• Text shown:
Begin
Detective accuses caregiver of being untruthful

By Peter H. Milliken


A detective accused David J. Venerose Jr. of not being truthful on the witness stand about funeral arrangements for 89-year-old Geraldine Burke, improvements he said were made to her home and purchases of Hollywood memorabilia he made with her money.

A Mahoning County grand jury indicted Venerose, 40, of Sheridan Road, on Thursday on one count of passing $8,600 worth of bad rent checks for a Boardman bar he used to operate and three counts of perjury.

Detective Ben Switka of the Boardman Police Department investigated the case for the bad-check charge, and Detective David Benigas of the county sheriff’s department investigated the perjury allegations. The case is being prosecuted by Nicholas Modarelli, an assistant county prosecutor.

Venerose could not be reached to comment Friday.

The perjury counts allege that Venerose lied under oath in a March 9, 2009, guardianship hearing in the county’s probate court concerning Burke, who lived in Boardman before being moved to a Youngstown nursing home. Venerose had been a caregiver for Burke, who has dementia.
End
[Rows from a dataset of box labeling]
Begin
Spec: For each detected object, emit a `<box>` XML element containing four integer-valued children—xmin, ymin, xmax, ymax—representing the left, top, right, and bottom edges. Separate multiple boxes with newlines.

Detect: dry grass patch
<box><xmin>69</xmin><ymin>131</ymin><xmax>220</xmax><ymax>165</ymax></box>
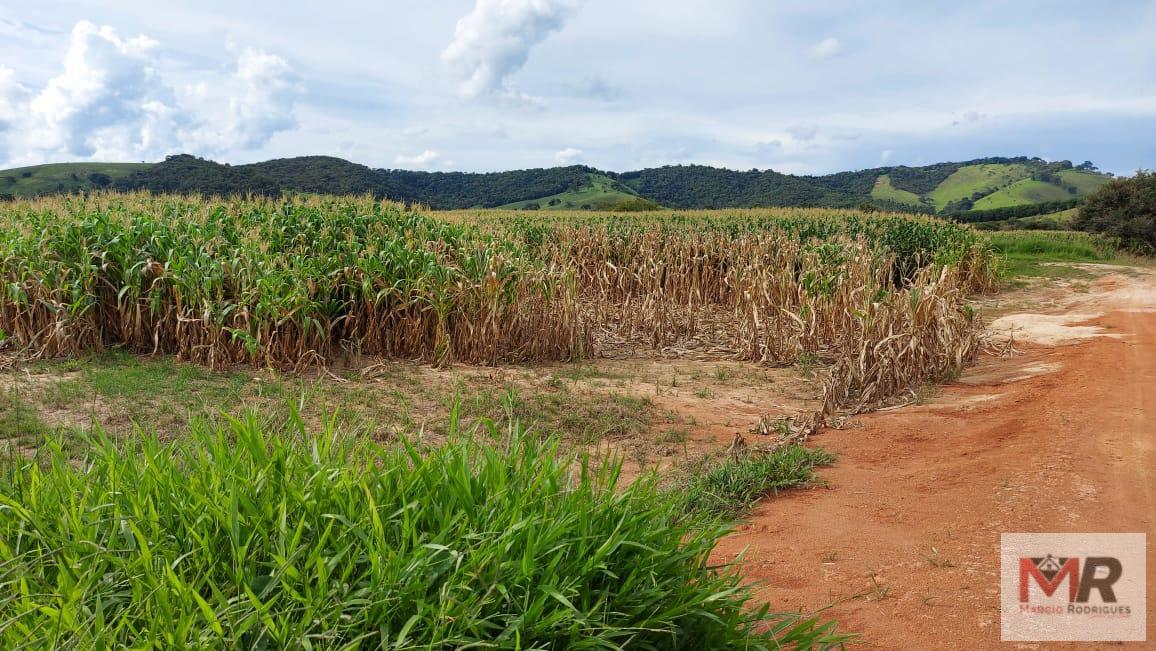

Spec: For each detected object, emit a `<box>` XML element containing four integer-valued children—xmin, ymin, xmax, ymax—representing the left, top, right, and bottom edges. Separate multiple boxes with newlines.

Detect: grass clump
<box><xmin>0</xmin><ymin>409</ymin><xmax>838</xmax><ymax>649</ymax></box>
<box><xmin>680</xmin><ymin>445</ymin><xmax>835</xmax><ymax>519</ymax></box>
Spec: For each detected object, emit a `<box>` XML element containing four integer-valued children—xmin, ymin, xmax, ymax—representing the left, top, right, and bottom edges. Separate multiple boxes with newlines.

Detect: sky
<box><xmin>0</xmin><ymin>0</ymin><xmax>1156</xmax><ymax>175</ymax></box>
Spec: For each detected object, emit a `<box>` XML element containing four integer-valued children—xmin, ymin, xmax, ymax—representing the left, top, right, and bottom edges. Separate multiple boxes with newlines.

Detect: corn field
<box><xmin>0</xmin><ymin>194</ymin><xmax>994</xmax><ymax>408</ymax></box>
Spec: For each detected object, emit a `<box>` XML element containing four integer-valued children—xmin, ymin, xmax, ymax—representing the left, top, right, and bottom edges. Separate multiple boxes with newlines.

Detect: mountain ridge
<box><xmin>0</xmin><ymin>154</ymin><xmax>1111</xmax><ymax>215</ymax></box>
End
• The tasks:
a – Reproduce the portion of the article about the caregiver's perjury charges word for word, starting at the words "Venerose could not" and ending after "who has dementia.".
b – Continue the article about the caregiver's perjury charges, picking up after its final sentence.
The data comes from a separate source and is unrelated to the text.

• Written responses:
a –
Venerose could not be reached to comment Friday.

The perjury counts allege that Venerose lied under oath in a March 9, 2009, guardianship hearing in the county’s probate court concerning Burke, who lived in Boardman before being moved to a Youngstown nursing home. Venerose had been a caregiver for Burke, who has dementia.

b –
Venerose and Burke opened a joint checking account in which $29,260 was deposited from cashing in Burke’s life-insurance policies and $36,809 was deposited from a reverse mortgage on Burke’s residence, Benigas said.

That $66,069 total was depleted before the guardianship hearing, Benigas said. The sum nearly equals the $67,560 in legal fees and restitution to Burke’s guardianship estate Venerose agreed to pay over the next 16 years in a settlement of a concealment-of-assets complaint against him in probate court.

One perjury count alleges Venerose falsely testified he took $10,000 from the bank account to pay for pre-planned funeral arrangements for Burke at Fox Funeral Home in Boardman.

In reality, Benigas said funeral home staff told him there were no $10,000 arrangements. Instead, Benigas said funeral home staff told him Venerose brought them a $2,150 life-insurance policy she had signed over to make pre-arrangements for her cremation. Benigas said he doesn’t know what Venerose really bought with the $10,000.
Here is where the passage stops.